[Dataset entries]
##########
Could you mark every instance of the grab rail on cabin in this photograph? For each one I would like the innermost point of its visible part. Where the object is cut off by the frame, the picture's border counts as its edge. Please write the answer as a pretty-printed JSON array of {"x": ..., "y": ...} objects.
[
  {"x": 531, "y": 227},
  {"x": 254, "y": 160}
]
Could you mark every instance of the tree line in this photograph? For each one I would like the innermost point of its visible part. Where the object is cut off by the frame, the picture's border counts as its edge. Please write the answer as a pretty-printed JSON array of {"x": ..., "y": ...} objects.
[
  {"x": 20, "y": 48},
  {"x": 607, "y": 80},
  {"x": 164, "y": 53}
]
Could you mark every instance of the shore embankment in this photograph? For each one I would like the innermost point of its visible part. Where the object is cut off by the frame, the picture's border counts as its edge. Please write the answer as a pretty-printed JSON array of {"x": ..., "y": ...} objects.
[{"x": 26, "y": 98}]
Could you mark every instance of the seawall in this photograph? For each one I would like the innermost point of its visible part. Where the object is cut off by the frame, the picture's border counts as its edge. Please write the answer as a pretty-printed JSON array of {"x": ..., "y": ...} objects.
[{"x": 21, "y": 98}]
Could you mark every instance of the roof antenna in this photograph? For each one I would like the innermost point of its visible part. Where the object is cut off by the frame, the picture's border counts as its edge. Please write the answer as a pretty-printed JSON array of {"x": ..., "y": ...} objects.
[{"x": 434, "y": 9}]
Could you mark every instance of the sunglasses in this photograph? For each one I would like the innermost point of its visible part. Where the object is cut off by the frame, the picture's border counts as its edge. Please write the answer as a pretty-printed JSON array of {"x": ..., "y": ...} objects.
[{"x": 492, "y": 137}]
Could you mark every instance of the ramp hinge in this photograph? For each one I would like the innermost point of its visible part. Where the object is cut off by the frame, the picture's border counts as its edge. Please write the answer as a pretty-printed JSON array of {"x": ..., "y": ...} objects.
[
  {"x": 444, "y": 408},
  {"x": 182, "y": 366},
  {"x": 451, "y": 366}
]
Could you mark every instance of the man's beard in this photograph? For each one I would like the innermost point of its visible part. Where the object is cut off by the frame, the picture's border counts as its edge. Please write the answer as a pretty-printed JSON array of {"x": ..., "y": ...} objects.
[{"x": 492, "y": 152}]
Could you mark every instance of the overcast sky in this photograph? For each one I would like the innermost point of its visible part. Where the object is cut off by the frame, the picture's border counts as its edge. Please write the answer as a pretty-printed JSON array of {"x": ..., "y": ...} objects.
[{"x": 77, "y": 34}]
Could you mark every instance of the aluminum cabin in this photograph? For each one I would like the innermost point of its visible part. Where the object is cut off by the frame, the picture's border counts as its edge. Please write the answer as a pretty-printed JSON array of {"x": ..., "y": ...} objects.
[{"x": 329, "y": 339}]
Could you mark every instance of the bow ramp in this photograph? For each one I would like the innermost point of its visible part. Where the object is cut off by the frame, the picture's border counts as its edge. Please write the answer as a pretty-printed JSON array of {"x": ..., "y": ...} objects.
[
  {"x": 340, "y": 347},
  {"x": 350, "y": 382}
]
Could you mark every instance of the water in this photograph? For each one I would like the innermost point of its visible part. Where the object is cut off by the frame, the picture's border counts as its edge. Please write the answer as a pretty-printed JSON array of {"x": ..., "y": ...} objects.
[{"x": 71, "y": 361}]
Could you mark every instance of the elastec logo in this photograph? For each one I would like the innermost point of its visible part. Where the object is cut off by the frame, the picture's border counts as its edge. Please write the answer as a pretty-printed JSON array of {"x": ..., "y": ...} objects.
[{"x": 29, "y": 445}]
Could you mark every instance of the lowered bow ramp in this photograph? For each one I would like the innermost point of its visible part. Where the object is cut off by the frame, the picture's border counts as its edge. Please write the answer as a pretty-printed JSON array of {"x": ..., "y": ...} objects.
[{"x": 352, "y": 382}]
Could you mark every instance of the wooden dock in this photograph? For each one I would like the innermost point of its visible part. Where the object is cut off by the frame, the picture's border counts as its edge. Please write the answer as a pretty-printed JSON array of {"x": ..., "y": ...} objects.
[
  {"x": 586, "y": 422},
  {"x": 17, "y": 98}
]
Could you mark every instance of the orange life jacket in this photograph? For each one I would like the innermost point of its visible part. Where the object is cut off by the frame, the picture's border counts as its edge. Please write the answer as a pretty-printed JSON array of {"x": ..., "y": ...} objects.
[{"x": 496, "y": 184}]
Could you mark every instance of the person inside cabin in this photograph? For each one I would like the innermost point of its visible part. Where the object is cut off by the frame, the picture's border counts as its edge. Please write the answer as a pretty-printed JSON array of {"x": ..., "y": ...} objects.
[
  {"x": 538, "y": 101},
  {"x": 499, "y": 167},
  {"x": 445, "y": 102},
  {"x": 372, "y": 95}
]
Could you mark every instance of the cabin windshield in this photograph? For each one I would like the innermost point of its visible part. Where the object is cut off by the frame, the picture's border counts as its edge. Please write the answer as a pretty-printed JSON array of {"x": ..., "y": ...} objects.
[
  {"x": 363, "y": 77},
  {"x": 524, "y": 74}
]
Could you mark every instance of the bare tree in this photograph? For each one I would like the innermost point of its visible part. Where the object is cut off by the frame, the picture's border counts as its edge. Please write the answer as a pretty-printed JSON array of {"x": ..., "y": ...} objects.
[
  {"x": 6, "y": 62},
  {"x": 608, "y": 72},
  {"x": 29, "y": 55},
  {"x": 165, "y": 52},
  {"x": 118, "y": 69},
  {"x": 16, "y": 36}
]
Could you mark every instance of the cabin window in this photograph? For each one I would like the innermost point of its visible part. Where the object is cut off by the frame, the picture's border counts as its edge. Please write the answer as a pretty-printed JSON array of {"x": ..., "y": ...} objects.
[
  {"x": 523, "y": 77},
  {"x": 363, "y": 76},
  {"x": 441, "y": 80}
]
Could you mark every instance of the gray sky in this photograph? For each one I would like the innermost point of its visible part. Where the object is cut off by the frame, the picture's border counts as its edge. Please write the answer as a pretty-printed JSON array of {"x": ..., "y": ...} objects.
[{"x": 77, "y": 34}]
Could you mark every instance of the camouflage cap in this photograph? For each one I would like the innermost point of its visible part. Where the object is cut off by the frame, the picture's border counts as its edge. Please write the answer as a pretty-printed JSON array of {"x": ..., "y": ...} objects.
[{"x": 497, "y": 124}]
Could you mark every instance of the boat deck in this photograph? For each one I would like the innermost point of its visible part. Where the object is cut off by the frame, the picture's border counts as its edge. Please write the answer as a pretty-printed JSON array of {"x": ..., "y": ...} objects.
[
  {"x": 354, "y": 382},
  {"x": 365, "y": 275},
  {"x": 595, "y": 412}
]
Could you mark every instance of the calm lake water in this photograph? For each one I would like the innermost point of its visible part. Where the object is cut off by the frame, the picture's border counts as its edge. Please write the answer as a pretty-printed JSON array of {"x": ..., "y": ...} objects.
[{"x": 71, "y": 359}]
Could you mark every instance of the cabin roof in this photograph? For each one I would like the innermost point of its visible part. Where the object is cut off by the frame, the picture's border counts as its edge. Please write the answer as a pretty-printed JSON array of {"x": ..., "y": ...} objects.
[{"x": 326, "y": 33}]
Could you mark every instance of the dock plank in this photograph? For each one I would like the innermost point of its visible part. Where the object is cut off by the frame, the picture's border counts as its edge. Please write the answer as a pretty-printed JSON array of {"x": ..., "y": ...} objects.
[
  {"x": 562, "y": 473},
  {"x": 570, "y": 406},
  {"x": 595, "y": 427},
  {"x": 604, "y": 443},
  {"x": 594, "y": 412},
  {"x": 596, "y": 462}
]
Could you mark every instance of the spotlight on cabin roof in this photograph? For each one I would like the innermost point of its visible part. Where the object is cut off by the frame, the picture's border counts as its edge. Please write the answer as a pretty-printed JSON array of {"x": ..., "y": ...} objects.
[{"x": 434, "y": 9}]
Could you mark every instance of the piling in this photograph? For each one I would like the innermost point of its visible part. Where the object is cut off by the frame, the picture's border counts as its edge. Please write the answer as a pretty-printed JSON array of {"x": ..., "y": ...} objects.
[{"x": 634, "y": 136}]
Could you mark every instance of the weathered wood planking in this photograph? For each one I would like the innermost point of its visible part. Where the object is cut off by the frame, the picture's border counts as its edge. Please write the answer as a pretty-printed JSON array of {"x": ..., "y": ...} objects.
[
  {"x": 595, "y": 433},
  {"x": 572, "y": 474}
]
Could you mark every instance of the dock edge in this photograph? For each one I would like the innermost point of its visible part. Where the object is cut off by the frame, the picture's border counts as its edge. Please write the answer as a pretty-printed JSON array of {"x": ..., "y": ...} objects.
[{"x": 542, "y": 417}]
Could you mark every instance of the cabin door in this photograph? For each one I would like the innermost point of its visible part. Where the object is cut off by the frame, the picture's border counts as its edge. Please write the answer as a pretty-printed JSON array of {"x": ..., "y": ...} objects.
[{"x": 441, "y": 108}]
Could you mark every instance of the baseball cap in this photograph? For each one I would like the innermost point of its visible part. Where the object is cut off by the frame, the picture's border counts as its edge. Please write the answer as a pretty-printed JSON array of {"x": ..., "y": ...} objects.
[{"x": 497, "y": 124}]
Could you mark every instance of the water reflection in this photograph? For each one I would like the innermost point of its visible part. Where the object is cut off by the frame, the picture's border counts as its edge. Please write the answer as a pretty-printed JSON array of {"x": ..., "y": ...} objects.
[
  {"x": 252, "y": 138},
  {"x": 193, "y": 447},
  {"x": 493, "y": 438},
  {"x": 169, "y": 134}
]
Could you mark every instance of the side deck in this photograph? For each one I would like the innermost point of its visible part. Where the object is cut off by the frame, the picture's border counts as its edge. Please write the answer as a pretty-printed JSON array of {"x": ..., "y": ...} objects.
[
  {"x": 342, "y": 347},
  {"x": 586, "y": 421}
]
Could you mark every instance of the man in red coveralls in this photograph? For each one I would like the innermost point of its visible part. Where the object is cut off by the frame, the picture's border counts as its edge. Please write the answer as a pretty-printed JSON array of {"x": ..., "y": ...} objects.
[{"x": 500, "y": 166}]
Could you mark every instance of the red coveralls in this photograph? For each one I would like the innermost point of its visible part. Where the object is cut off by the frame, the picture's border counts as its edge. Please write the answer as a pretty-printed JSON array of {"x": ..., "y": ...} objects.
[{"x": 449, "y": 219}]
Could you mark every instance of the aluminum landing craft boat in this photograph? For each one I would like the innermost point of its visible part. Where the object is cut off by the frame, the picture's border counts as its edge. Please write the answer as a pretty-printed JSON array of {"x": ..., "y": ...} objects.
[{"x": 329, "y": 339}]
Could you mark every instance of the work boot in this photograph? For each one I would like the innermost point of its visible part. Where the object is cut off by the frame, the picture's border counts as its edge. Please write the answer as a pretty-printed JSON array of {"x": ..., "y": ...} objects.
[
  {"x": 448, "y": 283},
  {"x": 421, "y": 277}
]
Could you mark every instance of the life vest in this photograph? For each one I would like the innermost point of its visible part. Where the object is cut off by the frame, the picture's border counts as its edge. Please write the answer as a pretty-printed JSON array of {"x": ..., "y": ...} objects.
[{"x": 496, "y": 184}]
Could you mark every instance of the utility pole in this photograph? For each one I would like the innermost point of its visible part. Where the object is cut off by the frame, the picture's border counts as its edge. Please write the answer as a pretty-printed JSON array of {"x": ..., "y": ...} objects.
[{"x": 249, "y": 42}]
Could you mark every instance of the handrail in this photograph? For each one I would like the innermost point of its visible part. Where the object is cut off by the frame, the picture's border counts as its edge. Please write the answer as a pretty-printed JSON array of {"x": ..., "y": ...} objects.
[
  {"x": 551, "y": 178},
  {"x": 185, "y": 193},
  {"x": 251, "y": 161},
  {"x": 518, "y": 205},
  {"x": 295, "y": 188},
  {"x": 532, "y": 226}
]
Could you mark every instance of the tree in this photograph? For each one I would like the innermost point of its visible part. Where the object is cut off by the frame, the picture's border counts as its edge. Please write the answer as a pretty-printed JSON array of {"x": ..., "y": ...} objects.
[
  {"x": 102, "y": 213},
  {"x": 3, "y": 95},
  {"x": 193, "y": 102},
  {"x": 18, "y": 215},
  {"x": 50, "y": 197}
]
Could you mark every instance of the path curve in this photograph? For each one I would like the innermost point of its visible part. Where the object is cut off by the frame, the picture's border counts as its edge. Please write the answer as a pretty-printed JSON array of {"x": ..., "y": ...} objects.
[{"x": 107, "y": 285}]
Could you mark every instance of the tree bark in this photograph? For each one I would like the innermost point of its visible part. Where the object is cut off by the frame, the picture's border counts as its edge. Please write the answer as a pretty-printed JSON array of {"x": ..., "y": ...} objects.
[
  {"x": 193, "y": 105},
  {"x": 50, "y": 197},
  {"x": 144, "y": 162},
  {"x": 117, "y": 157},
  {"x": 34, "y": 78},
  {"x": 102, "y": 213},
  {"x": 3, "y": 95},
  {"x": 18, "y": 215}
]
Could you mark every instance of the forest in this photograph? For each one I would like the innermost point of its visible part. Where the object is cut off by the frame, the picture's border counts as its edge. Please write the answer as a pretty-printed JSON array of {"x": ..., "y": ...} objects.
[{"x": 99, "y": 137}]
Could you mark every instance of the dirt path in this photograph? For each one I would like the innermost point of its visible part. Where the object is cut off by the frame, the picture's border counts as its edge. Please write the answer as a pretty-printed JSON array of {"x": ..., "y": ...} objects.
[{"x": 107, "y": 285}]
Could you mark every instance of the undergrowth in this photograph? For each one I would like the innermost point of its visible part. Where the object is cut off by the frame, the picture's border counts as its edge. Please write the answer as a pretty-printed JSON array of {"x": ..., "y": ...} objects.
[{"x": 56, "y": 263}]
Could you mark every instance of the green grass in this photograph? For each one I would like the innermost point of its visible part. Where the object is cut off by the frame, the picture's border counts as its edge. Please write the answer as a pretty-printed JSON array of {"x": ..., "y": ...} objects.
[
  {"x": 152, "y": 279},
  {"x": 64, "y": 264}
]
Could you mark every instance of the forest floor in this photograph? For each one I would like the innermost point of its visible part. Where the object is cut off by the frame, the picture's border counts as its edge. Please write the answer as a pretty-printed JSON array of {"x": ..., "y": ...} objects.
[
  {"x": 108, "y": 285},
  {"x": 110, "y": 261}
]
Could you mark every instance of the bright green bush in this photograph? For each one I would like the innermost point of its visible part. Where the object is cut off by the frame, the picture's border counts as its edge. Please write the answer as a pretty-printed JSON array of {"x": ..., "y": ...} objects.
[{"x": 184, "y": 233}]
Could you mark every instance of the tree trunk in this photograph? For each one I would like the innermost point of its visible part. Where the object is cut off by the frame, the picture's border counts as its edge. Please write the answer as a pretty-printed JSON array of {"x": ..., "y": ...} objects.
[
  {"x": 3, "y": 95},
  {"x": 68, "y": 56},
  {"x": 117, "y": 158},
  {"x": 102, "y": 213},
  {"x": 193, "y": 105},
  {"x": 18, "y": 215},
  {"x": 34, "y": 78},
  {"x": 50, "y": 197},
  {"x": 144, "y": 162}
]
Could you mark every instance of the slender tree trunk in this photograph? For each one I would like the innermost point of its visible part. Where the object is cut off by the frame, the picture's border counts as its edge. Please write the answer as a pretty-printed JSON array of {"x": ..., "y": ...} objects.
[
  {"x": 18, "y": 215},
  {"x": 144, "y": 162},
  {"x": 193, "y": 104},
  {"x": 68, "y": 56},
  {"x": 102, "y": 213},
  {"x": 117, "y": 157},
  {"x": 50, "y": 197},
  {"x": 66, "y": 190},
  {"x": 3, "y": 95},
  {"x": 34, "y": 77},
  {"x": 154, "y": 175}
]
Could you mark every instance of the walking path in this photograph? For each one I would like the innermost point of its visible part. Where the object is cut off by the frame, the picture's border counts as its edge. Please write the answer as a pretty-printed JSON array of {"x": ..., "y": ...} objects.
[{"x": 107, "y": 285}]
##########
§ Exercise details
Repeat exactly the lines from the line containing "Could you mark every instance of the slender" through the last line of the records above, including both, and nothing else.

§ Solution to this task
Could you mark every instance of the slender tree trunk in this photograph? For each one I would like the innermost point of its visible part. Where the object is cut off by the frame, the picture's border counts as its edge. Please write the answer as a pretty-printed JSON array of {"x": ..., "y": ...} objects.
[
  {"x": 18, "y": 215},
  {"x": 144, "y": 162},
  {"x": 193, "y": 104},
  {"x": 68, "y": 56},
  {"x": 102, "y": 213},
  {"x": 117, "y": 157},
  {"x": 50, "y": 197},
  {"x": 66, "y": 190},
  {"x": 3, "y": 95},
  {"x": 34, "y": 77},
  {"x": 154, "y": 175}
]
Could you mark every instance of the walking path in this photograph? For each one I would like the innermost point of its visible part. Where the object is cut off by the frame, the picture's border counts as its edge. Please write the answer as a pretty-printed JSON array of {"x": ..., "y": ...} objects.
[{"x": 107, "y": 285}]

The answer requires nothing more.